Face à cette situation, les responsables russes devraient se demander « combien de vies russes vont être sacrifiées par Putin », a souligné Mme Thomas-Greenfield. Les autres membres du Conseil vont « afficher un front uni », et ce, « malgré le comportement imprudent d’un membre qui essaie de subvertir l’ensemble du système multilatéral». Avant de conclure, la déléguée a rappelé qu’aujourd’hui, des dizaines de pays ont défendu l’Ukraine à la tribune de l’Assemblée générale. Elle a également dit avoir rencontré avec d’autres diplomates le Ministre ukrainien des affaires étrangères dans la matinée. « Il nous a avertis que personne ne pourra rester les bras croisés si Putin lance cette agression contre l’Ukraine, et il avait raison ». À présent, il importe de contrer cette menace au Conseil de sécurité, aux Nations Unies et dans nos capitales, a conclu la représentante. « Les Ukrainiens comptent sur nous, ne les laissons pas tomber. »
Mme BARBARA WOODWARD (Royaume-Uni) a dit que la réunion de ce soir vise à demander à la Fédération de Russie d’éviter la guerre alors que depuis des mois elle tient un pistolet contre la tempe de l’Ukraine. Aujourd’hui, le Président Vladimir Putin a le doigt sur la gâchette. Un conflit de grande ampleur dans un pays de 44 millions de personnes entraînerait d’indicibles souffrances, des victimes de part et d’autre et des conséquences humanitaires catastrophiques, a prévenu la représentante. Aujourd’hui, a-t-elle rappelé, tous les membres du Conseil de sécurité et de l’Assemblée générale, sans oublier le Secrétaire général, exigent le respect des principes de la Charte des Nations Unies mais la Fédération de Russie fait la sourde oreille.

- - -

:: OBJECTIF A ::
Reproduisez à l'identique et en entier l'extrait sur la réunion du Conseil de sécurité consacrée à l'Ukraine.

Enregistrements d'annotation de régions
- - -

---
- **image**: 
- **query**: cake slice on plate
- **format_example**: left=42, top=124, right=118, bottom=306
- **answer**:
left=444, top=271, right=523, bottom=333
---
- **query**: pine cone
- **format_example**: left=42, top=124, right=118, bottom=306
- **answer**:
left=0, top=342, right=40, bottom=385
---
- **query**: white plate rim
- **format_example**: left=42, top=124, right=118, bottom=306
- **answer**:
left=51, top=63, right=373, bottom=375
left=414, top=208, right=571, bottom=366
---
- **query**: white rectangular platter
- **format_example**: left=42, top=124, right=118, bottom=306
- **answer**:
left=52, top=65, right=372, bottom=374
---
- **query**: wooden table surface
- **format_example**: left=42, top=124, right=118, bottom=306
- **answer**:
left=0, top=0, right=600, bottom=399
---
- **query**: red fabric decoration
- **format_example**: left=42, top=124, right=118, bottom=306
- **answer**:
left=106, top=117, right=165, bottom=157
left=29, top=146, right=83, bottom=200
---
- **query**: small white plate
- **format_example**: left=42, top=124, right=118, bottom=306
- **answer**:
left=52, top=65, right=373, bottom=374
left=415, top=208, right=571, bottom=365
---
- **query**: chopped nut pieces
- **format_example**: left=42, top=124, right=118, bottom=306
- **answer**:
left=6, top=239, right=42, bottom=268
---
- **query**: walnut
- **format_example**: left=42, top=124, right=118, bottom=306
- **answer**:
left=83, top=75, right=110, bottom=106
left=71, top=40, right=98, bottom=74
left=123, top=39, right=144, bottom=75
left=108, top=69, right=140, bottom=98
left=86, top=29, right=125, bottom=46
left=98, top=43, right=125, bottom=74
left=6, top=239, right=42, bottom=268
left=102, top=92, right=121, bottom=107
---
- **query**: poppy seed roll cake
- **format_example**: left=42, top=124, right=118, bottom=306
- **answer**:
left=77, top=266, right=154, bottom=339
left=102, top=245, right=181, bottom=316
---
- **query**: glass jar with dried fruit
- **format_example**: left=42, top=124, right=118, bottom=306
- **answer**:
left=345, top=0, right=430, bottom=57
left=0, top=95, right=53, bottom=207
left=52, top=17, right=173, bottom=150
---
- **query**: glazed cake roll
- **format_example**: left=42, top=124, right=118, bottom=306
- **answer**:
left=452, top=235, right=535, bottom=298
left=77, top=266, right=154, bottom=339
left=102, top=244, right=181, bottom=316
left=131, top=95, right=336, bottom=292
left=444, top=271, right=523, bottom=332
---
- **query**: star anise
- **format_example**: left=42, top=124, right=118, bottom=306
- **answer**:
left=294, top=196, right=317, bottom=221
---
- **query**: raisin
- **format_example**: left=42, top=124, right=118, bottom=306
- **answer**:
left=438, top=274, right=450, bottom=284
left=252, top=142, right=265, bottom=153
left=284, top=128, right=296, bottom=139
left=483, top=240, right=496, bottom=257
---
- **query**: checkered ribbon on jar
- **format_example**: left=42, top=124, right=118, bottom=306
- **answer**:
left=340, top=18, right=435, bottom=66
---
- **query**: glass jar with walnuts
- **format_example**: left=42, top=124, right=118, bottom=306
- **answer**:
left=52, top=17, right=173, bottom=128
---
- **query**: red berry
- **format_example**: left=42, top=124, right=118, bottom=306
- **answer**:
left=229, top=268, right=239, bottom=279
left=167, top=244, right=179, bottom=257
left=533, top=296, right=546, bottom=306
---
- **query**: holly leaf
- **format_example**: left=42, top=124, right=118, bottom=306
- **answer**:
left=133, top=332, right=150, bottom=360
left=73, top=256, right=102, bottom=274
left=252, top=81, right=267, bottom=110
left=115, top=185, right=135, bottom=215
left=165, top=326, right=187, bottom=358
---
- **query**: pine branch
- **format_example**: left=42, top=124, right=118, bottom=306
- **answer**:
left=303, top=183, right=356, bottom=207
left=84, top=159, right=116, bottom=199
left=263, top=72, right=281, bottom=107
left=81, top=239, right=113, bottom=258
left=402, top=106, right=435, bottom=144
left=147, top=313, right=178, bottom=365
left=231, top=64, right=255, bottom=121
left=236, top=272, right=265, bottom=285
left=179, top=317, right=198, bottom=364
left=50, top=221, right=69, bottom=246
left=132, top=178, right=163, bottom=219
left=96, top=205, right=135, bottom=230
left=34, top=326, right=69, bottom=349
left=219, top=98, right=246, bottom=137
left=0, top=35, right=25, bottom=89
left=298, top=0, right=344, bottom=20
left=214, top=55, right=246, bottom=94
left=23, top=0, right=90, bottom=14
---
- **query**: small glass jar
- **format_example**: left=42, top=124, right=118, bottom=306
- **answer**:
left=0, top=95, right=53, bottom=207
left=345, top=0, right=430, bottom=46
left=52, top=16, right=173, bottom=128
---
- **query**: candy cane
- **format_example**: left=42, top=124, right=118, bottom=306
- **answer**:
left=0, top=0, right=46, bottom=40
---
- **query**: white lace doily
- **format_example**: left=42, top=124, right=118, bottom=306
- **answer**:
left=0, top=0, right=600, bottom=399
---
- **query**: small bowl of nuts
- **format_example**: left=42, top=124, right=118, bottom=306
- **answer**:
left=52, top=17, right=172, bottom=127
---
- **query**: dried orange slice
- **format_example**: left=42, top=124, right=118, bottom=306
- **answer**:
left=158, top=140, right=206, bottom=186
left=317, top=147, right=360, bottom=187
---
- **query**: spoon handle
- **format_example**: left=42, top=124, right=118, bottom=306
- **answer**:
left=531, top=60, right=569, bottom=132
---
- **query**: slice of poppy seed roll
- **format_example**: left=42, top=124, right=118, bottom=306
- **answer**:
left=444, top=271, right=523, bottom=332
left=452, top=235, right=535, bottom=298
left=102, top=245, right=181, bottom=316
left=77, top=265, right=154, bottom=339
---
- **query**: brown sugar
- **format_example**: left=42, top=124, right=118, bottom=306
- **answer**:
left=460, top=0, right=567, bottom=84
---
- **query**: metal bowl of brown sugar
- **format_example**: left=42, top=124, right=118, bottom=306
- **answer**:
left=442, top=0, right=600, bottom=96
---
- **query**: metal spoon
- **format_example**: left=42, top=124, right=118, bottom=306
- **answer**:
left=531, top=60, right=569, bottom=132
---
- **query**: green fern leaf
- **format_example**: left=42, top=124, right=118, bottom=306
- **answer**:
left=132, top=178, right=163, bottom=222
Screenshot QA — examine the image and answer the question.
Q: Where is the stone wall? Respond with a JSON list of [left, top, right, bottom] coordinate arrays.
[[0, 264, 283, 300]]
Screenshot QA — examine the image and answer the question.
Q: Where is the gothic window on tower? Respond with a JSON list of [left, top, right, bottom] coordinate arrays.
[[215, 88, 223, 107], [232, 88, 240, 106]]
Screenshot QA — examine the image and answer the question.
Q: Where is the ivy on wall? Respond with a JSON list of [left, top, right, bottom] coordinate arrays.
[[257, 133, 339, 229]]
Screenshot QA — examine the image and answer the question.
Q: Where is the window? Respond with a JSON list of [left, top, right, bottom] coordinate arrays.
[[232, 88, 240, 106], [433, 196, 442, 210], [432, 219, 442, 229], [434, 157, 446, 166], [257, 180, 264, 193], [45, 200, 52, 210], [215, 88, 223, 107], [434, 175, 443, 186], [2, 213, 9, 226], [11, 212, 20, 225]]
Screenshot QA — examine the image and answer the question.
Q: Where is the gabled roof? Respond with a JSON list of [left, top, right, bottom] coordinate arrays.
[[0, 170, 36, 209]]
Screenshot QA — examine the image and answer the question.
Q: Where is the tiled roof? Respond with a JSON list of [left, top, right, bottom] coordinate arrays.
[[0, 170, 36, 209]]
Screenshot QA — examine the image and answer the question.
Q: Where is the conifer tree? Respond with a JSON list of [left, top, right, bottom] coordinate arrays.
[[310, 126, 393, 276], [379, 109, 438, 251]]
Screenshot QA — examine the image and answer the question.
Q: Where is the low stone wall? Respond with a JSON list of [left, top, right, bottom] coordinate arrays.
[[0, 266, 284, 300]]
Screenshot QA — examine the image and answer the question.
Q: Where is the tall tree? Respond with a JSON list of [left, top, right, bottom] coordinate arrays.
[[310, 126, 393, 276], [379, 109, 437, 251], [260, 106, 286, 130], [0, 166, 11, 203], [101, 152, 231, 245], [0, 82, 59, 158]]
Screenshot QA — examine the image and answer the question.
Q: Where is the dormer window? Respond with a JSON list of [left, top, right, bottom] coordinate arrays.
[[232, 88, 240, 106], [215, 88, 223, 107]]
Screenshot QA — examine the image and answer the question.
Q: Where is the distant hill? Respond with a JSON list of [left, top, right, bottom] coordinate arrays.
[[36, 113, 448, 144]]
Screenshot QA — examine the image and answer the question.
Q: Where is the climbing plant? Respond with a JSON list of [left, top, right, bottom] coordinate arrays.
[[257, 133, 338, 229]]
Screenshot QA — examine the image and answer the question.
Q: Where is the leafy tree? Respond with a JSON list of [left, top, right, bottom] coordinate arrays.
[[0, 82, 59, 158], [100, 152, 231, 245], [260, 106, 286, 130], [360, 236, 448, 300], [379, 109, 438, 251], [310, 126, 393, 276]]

- - -

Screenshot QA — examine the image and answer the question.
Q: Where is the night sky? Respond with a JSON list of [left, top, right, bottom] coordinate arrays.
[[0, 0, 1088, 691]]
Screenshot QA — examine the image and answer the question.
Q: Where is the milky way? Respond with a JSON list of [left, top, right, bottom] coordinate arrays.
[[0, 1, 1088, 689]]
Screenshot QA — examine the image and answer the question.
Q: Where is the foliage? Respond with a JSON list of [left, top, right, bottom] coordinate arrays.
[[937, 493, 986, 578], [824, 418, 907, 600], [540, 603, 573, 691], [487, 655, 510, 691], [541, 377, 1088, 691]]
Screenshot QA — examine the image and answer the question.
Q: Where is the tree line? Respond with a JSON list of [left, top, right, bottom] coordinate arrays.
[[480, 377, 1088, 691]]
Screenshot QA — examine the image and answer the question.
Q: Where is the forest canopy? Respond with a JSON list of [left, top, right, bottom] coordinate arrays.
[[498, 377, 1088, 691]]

- - -

:: OBJECTIF B ::
Renvoyez chaque ligne des enregistrements qui contient le mot « wall ».

:: RÉSULTAT FINAL A ::
Face à cette situation, les responsables russes devraient se demander « combien de vies russes vont être sacrifiées par Putin », a souligné Mme Thomas-Greenfield. Les autres membres du Conseil vont « afficher un front uni », et ce, « malgré le comportement imprudent d’un membre qui essaie de subvertir l’ensemble du système multilatéral». Avant de conclure, la déléguée a rappelé qu’aujourd’hui, des dizaines de pays ont défendu l’Ukraine à la tribune de l’Assemblée générale. Elle a également dit avoir rencontré avec d’autres diplomates le Ministre ukrainien des affaires étrangères dans la matinée. « Il nous a avertis que personne ne pourra rester les bras croisés si Putin lance cette agression contre l’Ukraine, et il avait raison ». À présent, il importe de contrer cette menace au Conseil de sécurité, aux Nations Unies et dans nos capitales, a conclu la représentante. « Les Ukrainiens comptent sur nous, ne les laissons pas tomber. »
Mme BARBARA WOODWARD (Royaume-Uni) a dit que la réunion de ce soir vise à demander à la Fédération de Russie d’éviter la guerre alors que depuis des mois elle tient un pistolet contre la tempe de l’Ukraine. Aujourd’hui, le Président Vladimir Putin a le doigt sur la gâchette. Un conflit de grande ampleur dans un pays de 44 millions de personnes entraînerait d’indicibles souffrances, des victimes de part et d’autre et des conséquences humanitaires catastrophiques, a prévenu la représentante. Aujourd’hui, a-t-elle rappelé, tous les membres du Conseil de sécurité et de l’Assemblée générale, sans oublier le Secrétaire général, exigent le respect des principes de la Charte des Nations Unies mais la Fédération de Russie fait la sourde oreille.

:: RÉSULTAT FINAL B ::
Q: Where is the stone wall? Respond with a JSON list of [left, top, right, bottom] coordinate arrays.
Q: Where is the ivy on wall? Respond with a JSON list of [left, top, right, bottom] coordinate arrays.
Q: Where is the low stone wall? Respond with a JSON list of [left, top, right, bottom] coordinate arrays.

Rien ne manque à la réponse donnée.